* DESCRIPTION OF THE TASK
Pull every line holding the string "rough" from the records below.

* ENTRIES SUPPLIED
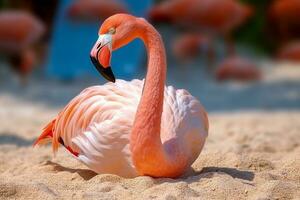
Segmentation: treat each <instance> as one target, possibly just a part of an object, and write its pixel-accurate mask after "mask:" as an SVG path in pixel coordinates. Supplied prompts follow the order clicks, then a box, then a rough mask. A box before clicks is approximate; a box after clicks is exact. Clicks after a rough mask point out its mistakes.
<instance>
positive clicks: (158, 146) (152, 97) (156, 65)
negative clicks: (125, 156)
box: [130, 20, 183, 177]
mask: <svg viewBox="0 0 300 200" xmlns="http://www.w3.org/2000/svg"><path fill="white" fill-rule="evenodd" d="M137 24H138V25H137V26H138V28H137V30H138V31H137V37H139V38H141V39H142V40H143V42H144V44H145V46H146V48H147V53H148V68H147V75H146V79H145V83H144V88H143V92H142V96H141V100H140V103H139V105H138V108H137V112H136V115H135V120H134V124H133V127H132V132H131V136H130V137H131V138H130V149H131V152H132V160H133V164H134V165H135V167H136V169H137V171H138V172H139V173H140V174H141V175H151V176H155V177H165V176H168V177H172V176H178V175H179V171H180V173H181V171H182V169H178V167H182V166H183V165H182V163H181V165H179V163H178V164H176V161H177V160H176V159H174V158H175V157H177V156H175V155H170V153H167V151H166V150H165V149H164V146H163V144H162V142H161V137H160V126H161V116H162V110H163V99H164V87H165V79H166V68H167V66H166V55H165V48H164V45H163V41H162V39H161V36H160V34H159V33H158V32H157V31H156V30H155V29H154V27H152V26H151V25H150V24H148V23H147V22H146V21H144V20H141V21H139V22H138V23H137ZM172 153H174V152H172ZM175 160H176V161H175ZM176 165H179V166H178V167H177V166H176ZM172 169H174V170H173V171H172Z"/></svg>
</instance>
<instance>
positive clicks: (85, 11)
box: [68, 0, 128, 20]
mask: <svg viewBox="0 0 300 200" xmlns="http://www.w3.org/2000/svg"><path fill="white" fill-rule="evenodd" d="M127 12H128V11H127V8H126V6H125V5H124V4H123V3H121V2H120V1H117V0H109V1H108V0H76V1H75V2H74V3H73V4H72V5H71V6H70V7H69V9H68V15H69V16H70V17H71V18H76V19H89V20H104V19H106V18H108V17H109V16H111V15H114V14H116V13H127Z"/></svg>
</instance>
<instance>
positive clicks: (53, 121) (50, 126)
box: [33, 119, 56, 146]
mask: <svg viewBox="0 0 300 200" xmlns="http://www.w3.org/2000/svg"><path fill="white" fill-rule="evenodd" d="M55 121H56V120H55V119H54V120H52V121H51V122H50V123H49V124H47V126H46V127H45V128H44V129H43V132H42V134H41V135H40V136H39V137H38V139H37V140H36V141H35V142H34V143H33V146H36V145H41V144H46V143H48V142H50V140H49V139H51V138H52V137H53V129H54V125H55Z"/></svg>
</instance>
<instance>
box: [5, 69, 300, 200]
mask: <svg viewBox="0 0 300 200" xmlns="http://www.w3.org/2000/svg"><path fill="white" fill-rule="evenodd" d="M292 74H293V75H294V73H292ZM296 79H297V78H295V80H296ZM278 80H279V79H278ZM289 80H290V79H289ZM298 80H299V79H298ZM268 81H270V80H268ZM271 81H272V80H271ZM49 84H50V83H49ZM57 84H58V83H55V84H52V85H51V84H50V85H48V86H47V87H46V86H39V85H37V84H32V85H30V86H29V87H30V88H31V89H30V90H27V95H25V92H24V91H22V89H13V88H10V90H2V91H5V92H2V93H0V105H1V109H0V119H1V121H0V123H1V126H0V199H107V200H113V199H125V200H126V199H143V200H146V199H167V200H173V199H300V139H299V135H300V110H299V109H298V110H297V109H293V110H294V111H291V110H289V111H288V110H286V109H282V108H280V109H278V110H276V109H270V110H262V109H259V110H253V109H251V110H247V109H245V110H243V109H242V110H239V111H238V110H234V111H222V112H216V111H210V113H209V121H210V132H209V137H208V140H207V142H206V145H205V147H204V149H203V151H202V153H201V155H200V156H199V158H198V159H197V160H196V162H195V163H194V165H193V166H192V167H193V170H190V171H189V172H187V173H186V174H185V175H184V176H183V177H180V178H178V179H168V178H160V179H154V178H151V177H137V178H133V179H125V178H122V177H119V176H116V175H111V174H102V175H97V174H95V173H93V172H92V171H90V170H88V169H87V168H86V167H85V166H84V165H82V164H81V163H79V162H78V161H76V160H75V159H74V158H73V157H72V156H71V155H70V154H69V153H67V152H66V151H65V150H64V149H60V150H59V152H58V153H57V155H56V157H53V155H52V150H51V147H50V146H45V147H41V148H32V143H33V141H34V139H35V138H36V137H37V136H38V135H39V133H40V130H41V128H42V127H43V126H44V125H45V124H46V123H47V122H48V121H50V119H51V118H53V117H54V116H55V115H56V113H57V112H58V111H59V109H60V108H61V107H62V105H64V104H65V103H66V102H67V101H68V100H69V99H70V98H71V96H72V95H73V93H77V90H81V89H82V88H84V87H85V84H82V85H80V86H78V87H75V88H76V89H74V90H72V91H71V90H66V88H68V87H69V88H73V86H74V85H73V86H72V84H69V86H65V87H66V88H63V89H61V90H59V89H58V90H55V92H54V91H52V93H50V94H49V92H47V94H48V95H49V97H45V96H43V98H46V100H45V99H44V100H41V101H32V98H31V97H32V96H34V95H36V94H37V93H38V92H36V93H34V92H32V88H38V87H42V88H43V89H45V88H48V89H49V88H53V87H54V86H55V87H57ZM58 85H59V84H58ZM71 86H72V87H71ZM28 91H31V92H32V93H31V94H29V95H28ZM63 91H68V94H66V96H67V97H63V94H64V93H63ZM18 95H20V96H19V98H18ZM207 95H208V94H207ZM36 96H37V95H36ZM53 96H54V97H53ZM58 96H59V97H61V98H60V100H57V98H56V97H58ZM50 97H53V99H51V98H50ZM43 98H42V99H43ZM55 99H56V100H57V101H58V102H56V103H53V102H54V100H55ZM49 102H52V104H50V103H49Z"/></svg>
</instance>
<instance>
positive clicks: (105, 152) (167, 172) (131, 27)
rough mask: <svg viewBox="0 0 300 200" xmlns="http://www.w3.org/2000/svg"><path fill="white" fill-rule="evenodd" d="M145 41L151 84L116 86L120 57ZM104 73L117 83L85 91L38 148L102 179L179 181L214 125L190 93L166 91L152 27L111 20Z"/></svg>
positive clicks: (168, 90) (148, 83)
mask: <svg viewBox="0 0 300 200" xmlns="http://www.w3.org/2000/svg"><path fill="white" fill-rule="evenodd" d="M135 38H140V39H141V40H142V41H143V42H144V44H145V46H146V48H147V52H148V68H147V69H148V71H147V75H146V79H145V81H143V80H132V81H130V82H127V81H123V80H115V77H114V75H113V73H112V70H111V68H110V58H111V52H112V50H116V49H118V48H120V47H122V46H124V45H126V44H128V43H129V42H131V41H132V40H134V39H135ZM91 59H92V62H93V64H94V65H95V67H96V68H97V70H98V71H99V72H100V73H101V74H102V75H103V76H104V77H105V78H106V79H108V80H109V81H112V82H114V83H107V84H105V85H102V86H94V87H90V88H87V89H85V90H84V91H83V92H81V93H80V94H79V95H78V96H77V97H75V98H74V99H73V100H72V101H71V102H70V103H69V104H68V105H67V106H66V107H65V108H64V110H63V111H62V112H60V113H59V115H58V116H57V117H56V118H55V119H54V120H53V121H52V122H50V123H49V124H48V125H47V126H46V128H45V129H44V132H43V133H42V134H41V136H40V137H39V138H38V139H37V141H36V142H35V144H40V143H41V144H42V143H44V141H47V139H51V140H52V147H53V150H54V152H56V151H57V149H58V146H59V144H61V145H63V146H64V147H65V148H67V149H68V150H69V151H70V152H71V153H72V154H73V155H74V156H75V157H76V158H77V159H78V160H80V161H82V162H83V163H84V164H86V165H87V166H88V167H90V168H91V169H92V170H93V171H95V172H97V173H113V174H117V175H120V176H125V177H134V176H137V175H149V176H153V177H178V176H180V175H181V174H183V173H184V172H185V171H186V170H187V169H188V168H189V167H190V166H191V164H192V163H193V162H194V161H195V159H196V158H197V157H198V155H199V154H200V152H201V150H202V148H203V145H204V143H205V140H206V137H207V134H208V119H207V114H206V112H205V110H204V108H203V107H202V106H201V104H200V102H199V101H198V100H197V99H196V98H195V97H193V96H192V95H190V94H189V93H188V92H187V91H186V90H183V89H180V90H176V89H174V88H173V87H172V86H168V87H166V86H165V79H166V67H167V66H166V56H165V48H164V45H163V41H162V39H161V36H160V34H159V33H158V32H157V31H156V30H155V28H154V27H153V26H151V25H150V24H149V23H148V22H147V21H146V20H144V19H142V18H136V17H134V16H131V15H127V14H116V15H114V16H111V17H109V18H108V19H107V20H105V22H104V23H103V25H102V26H101V28H100V30H99V38H98V40H97V42H96V43H95V45H94V47H93V48H92V50H91Z"/></svg>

* ANSWER SPACE
Segmentation: treat each <instance> as one target, possibly just a part of an object, and write its pixel-accurate mask after "mask:" as an SVG path in pixel coordinates. Supplied prompts follow the order clicks, then a box, then a rough mask. A box before clicks is approximate; a box after clicks is exact. Clicks after a rough mask point out its mistakes.
rough mask: <svg viewBox="0 0 300 200" xmlns="http://www.w3.org/2000/svg"><path fill="white" fill-rule="evenodd" d="M145 41L151 84L116 86L120 57ZM104 73L117 83L85 91L38 148L102 179L179 181L214 125L190 93L166 91L152 27L111 20Z"/></svg>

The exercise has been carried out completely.